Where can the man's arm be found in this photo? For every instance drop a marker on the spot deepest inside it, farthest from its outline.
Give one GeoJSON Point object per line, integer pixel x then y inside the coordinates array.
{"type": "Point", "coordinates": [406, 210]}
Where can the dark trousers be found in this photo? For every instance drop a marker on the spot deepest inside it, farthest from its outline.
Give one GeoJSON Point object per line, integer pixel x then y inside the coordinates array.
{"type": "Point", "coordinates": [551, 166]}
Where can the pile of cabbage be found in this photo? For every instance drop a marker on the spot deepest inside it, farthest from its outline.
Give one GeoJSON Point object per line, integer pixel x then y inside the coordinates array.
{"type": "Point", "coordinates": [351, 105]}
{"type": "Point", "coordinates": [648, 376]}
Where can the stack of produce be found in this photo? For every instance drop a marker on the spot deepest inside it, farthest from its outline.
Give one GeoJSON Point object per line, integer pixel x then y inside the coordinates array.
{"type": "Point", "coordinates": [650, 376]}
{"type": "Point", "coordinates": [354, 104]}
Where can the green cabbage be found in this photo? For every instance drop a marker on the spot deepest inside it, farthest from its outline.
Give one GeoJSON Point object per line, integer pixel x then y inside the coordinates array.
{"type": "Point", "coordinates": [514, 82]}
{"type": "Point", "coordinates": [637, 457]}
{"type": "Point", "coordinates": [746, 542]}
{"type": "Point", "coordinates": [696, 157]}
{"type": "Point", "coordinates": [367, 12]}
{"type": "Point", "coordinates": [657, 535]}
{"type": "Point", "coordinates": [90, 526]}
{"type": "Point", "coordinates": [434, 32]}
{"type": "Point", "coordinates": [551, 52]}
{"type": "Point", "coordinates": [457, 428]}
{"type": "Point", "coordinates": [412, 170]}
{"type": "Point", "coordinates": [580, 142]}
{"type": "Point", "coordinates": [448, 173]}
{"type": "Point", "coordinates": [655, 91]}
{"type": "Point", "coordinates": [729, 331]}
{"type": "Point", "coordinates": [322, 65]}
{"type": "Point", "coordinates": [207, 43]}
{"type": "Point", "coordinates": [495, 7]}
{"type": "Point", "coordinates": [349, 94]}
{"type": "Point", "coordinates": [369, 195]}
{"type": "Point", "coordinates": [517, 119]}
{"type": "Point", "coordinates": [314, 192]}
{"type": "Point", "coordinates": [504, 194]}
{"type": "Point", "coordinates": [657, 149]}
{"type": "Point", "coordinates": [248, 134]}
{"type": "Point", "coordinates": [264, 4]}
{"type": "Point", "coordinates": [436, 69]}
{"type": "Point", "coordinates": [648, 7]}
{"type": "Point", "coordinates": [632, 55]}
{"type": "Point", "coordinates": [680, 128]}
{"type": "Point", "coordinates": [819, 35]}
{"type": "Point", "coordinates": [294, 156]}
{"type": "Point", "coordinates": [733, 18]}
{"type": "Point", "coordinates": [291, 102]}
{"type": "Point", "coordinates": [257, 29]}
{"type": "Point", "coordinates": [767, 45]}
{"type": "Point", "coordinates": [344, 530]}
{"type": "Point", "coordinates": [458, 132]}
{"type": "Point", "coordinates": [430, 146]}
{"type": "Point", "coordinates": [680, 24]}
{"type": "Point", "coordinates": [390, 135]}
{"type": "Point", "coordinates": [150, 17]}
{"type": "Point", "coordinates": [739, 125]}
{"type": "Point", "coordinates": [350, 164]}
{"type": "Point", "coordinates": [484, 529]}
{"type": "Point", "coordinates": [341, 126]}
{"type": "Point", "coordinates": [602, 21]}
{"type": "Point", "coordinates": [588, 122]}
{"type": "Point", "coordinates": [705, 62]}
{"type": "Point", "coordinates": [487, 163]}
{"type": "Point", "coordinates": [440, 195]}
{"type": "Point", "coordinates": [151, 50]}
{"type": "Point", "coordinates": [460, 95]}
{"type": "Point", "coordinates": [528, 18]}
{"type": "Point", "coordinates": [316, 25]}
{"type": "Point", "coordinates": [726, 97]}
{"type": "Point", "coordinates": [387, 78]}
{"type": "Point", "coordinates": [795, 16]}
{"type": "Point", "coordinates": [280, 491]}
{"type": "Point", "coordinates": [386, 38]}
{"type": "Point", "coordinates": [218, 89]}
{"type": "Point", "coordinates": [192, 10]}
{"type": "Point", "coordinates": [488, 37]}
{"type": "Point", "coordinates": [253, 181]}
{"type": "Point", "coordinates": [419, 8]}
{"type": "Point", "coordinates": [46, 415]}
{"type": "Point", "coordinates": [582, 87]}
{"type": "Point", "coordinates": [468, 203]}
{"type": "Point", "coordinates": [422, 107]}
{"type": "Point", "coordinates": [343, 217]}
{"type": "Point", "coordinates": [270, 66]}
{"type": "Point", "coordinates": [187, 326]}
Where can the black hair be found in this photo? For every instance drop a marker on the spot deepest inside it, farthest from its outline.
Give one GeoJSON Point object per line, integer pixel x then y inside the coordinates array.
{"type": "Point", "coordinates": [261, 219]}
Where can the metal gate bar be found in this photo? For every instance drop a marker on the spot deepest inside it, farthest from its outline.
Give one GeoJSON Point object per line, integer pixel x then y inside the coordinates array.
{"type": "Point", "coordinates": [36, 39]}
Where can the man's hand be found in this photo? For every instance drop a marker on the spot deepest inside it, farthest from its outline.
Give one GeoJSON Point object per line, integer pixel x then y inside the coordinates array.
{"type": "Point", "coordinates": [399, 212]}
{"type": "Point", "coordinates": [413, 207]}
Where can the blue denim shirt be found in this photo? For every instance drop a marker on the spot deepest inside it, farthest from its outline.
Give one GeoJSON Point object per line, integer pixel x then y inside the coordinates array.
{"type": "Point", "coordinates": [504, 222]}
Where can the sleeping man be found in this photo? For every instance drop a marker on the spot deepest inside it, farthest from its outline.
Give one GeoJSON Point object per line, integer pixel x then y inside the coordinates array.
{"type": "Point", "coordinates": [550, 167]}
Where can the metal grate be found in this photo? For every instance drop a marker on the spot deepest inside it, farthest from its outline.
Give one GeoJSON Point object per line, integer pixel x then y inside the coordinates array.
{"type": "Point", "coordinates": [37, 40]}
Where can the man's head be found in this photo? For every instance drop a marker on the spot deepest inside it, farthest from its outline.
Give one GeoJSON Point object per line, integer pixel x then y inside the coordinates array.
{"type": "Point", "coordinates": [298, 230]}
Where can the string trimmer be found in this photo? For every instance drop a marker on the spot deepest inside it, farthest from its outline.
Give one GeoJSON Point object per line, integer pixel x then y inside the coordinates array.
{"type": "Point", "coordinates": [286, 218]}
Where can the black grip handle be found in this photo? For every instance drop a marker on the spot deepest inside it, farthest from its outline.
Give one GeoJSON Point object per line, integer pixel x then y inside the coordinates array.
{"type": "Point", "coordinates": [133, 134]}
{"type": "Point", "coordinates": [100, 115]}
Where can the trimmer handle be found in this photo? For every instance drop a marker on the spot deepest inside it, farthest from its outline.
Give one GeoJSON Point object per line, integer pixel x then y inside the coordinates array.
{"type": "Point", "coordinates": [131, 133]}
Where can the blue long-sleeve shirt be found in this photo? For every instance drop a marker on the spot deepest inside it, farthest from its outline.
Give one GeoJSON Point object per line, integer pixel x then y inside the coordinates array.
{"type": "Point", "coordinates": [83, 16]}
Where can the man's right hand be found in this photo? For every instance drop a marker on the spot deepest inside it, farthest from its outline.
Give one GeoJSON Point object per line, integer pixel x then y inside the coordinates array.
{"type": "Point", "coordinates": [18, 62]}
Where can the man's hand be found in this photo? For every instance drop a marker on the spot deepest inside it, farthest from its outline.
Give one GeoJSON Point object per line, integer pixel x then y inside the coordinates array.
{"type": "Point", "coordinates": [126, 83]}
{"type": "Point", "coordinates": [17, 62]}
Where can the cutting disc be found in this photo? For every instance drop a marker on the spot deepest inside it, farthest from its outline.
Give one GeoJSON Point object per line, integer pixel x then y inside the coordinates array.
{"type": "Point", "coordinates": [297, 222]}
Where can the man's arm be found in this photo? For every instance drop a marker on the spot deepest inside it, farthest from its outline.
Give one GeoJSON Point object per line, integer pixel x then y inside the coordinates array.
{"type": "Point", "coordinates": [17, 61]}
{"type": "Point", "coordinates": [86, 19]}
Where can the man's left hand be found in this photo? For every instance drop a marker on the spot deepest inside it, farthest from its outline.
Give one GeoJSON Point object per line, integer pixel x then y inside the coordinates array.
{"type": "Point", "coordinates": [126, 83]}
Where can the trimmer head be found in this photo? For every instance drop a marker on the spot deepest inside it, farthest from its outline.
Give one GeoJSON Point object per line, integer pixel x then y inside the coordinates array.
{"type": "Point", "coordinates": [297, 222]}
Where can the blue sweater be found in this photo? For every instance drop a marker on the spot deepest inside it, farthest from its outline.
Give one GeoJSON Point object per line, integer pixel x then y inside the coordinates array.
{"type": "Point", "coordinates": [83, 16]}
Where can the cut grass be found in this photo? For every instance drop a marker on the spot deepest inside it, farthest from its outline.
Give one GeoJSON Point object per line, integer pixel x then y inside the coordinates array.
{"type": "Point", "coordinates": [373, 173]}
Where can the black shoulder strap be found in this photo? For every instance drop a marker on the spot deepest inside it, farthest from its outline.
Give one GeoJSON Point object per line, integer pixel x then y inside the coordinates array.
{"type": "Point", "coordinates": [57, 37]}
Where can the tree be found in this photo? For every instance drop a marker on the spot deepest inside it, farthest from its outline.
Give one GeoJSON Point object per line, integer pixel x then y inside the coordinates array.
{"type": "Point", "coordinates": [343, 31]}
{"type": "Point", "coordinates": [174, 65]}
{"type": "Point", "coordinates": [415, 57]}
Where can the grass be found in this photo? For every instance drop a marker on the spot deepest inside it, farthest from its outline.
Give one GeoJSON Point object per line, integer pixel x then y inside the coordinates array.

----

> AIM OF THE EXERCISE:
Everything from the line that contains "Where can the blue sweater" through the end of the records must be duplicated exactly, and nothing outside that range.

> RESPONSE:
Where can the blue sweater be found in this photo? For every instance drop a marker on the spot deepest inside it, farthest from its outline.
Give one GeoJSON Point object per line, integer pixel x then y inside the coordinates array.
{"type": "Point", "coordinates": [83, 16]}
Where can the cut grass be found in this photo? For every instance drop a marker on the spot deepest inside it, farthest from its outline.
Give one GeoJSON Point object per line, integer pixel x then y inside the coordinates array.
{"type": "Point", "coordinates": [373, 173]}
Where can the black shoulder strap be found in this photo? For every instance drop a marker on the spot deepest inside it, farthest from its outline.
Give one GeoJSON Point object per line, integer pixel x then y inside the coordinates array.
{"type": "Point", "coordinates": [57, 37]}
Where can the tree be found in this photo? For every instance drop a marker on the spot deepest inside it, farthest from its outline.
Give one GeoJSON Point object per line, integer pixel x then y inside the coordinates array.
{"type": "Point", "coordinates": [343, 31]}
{"type": "Point", "coordinates": [174, 65]}
{"type": "Point", "coordinates": [415, 57]}
Where can the grass be found in this photo? For every instance drop a marker on the spot deepest inside it, farthest from its outline.
Give one GeoJSON Point object per line, integer pixel x then y inside the coordinates array.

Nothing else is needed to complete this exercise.